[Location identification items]
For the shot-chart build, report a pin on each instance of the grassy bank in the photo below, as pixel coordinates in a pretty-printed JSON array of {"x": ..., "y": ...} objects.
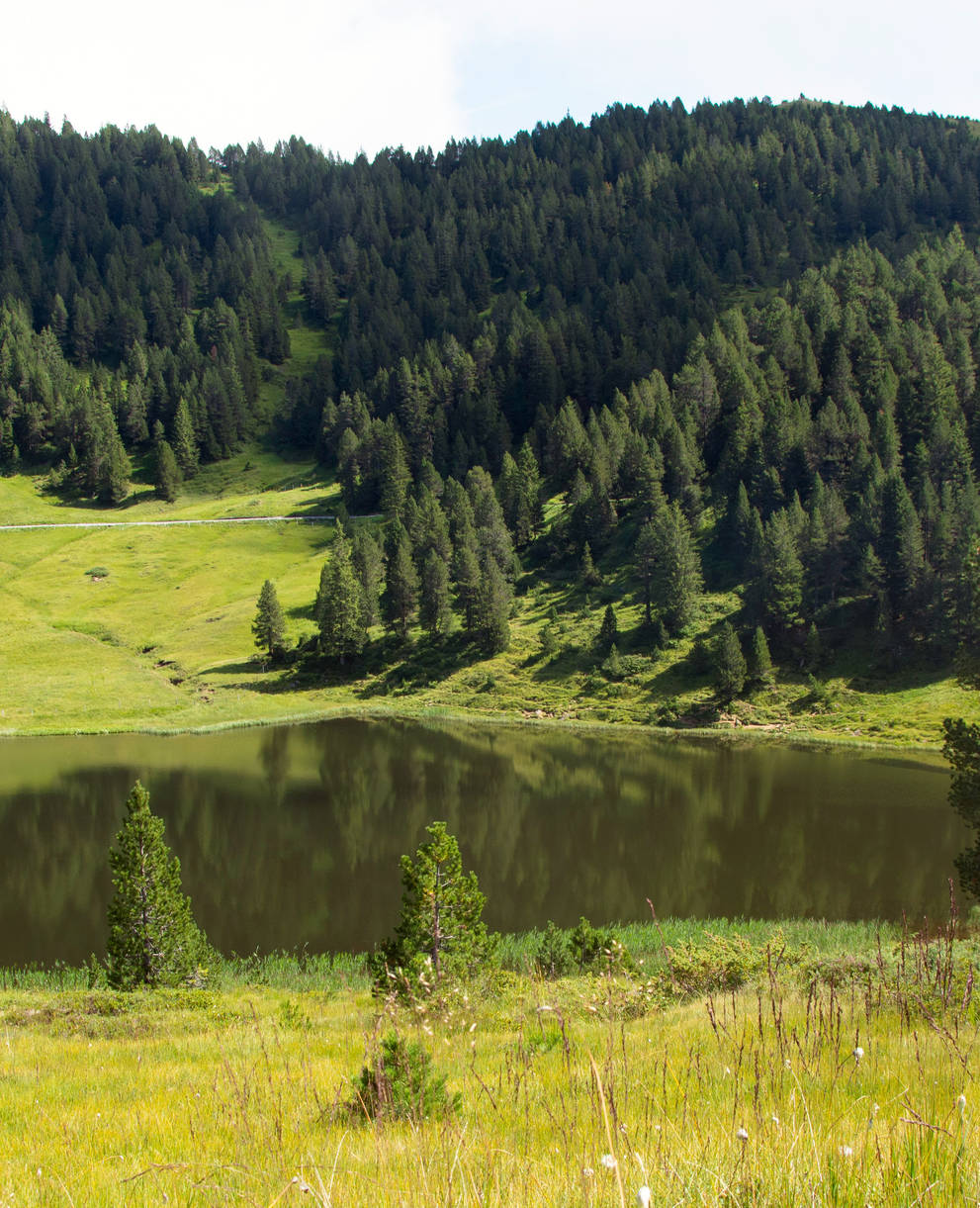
[
  {"x": 730, "y": 1070},
  {"x": 162, "y": 638}
]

[Stated task]:
Return every line of the listing above verbatim, omitting the pictures.

[Result of this task]:
For the shot-chart build, report a pin on each instance of the grassy bank in the photo below, as pixel coordinates in a pretty-printed JSON array of {"x": ..., "y": ...} objects.
[
  {"x": 730, "y": 1070},
  {"x": 162, "y": 638}
]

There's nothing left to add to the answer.